GIVEN EXERCISE — Give back the text starting at the line that contains "QA review pass — verify and re-annotate all instances of burned" and ending at the line that contains "57, 118, 86]]", with "rubble" changed to "debris" and nothing else altered.

INPUT FOR THIS TASK —
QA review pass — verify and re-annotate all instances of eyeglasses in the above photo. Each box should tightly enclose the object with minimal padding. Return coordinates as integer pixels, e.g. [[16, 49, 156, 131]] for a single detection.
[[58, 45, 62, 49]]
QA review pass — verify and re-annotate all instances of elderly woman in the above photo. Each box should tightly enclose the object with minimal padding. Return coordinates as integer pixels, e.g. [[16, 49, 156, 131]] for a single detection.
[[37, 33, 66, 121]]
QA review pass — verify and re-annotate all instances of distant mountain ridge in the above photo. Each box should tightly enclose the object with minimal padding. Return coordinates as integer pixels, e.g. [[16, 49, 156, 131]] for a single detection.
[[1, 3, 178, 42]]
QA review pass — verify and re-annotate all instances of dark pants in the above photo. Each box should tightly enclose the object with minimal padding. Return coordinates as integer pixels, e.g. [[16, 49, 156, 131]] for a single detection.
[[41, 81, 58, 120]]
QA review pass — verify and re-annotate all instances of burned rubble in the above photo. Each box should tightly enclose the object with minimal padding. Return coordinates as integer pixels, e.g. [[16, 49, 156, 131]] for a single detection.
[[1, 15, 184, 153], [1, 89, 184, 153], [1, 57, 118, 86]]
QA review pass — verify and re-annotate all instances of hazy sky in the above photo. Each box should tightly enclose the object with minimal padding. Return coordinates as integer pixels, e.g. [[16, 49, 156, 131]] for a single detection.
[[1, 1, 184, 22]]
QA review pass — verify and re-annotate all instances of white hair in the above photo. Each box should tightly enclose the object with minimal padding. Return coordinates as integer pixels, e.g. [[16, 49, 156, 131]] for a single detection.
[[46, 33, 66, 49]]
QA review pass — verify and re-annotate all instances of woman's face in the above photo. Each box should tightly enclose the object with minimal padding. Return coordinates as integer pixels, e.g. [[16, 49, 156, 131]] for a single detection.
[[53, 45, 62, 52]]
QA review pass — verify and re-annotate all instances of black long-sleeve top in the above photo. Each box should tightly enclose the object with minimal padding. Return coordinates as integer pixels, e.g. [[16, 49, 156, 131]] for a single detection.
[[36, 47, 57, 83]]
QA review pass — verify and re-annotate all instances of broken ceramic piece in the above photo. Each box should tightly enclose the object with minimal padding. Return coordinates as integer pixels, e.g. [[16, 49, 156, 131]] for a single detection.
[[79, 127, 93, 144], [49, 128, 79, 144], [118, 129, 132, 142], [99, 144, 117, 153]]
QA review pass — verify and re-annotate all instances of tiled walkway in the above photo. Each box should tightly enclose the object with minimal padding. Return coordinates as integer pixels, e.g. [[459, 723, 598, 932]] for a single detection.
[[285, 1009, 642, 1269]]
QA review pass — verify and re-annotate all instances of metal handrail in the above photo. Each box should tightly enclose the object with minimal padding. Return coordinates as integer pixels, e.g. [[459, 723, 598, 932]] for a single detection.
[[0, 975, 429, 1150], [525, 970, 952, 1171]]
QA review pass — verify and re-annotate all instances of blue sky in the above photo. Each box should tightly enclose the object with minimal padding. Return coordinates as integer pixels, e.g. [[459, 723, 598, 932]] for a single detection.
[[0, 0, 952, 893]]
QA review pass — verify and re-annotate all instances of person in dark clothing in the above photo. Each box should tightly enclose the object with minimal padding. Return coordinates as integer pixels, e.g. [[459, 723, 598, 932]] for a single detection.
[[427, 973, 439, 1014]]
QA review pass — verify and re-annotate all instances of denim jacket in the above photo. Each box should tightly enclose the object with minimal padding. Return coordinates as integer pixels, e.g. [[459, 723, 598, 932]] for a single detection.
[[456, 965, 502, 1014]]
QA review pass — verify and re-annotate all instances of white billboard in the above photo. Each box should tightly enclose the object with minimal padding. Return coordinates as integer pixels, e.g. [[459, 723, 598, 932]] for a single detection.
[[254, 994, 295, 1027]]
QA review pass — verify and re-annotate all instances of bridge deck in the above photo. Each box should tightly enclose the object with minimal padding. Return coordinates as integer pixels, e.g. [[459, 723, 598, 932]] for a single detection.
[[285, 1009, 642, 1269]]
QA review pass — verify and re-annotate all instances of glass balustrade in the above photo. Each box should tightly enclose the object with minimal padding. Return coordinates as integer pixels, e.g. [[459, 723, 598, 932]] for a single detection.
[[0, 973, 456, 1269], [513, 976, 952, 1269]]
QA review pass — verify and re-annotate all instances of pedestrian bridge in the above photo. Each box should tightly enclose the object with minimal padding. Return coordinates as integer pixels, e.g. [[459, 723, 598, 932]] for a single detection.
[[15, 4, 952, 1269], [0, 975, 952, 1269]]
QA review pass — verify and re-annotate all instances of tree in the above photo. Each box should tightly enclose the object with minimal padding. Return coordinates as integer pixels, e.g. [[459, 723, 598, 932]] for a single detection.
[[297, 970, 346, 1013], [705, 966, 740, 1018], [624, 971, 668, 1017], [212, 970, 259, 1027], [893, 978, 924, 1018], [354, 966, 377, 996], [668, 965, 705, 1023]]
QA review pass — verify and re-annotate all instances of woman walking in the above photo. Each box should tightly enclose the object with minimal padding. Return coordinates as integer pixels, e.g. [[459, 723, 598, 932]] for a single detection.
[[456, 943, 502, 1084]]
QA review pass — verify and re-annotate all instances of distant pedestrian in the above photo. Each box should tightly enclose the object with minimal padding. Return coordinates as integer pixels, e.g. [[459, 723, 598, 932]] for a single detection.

TASK OUTPUT —
QA review pass — verify and re-annotate all instances of burned debris in the above photo. Each box should tightly enclose the object with minimal padding. Return coordinates as integer pixels, e.g. [[16, 49, 156, 131]] for a single detection.
[[1, 15, 184, 153], [1, 89, 184, 153], [1, 57, 118, 86]]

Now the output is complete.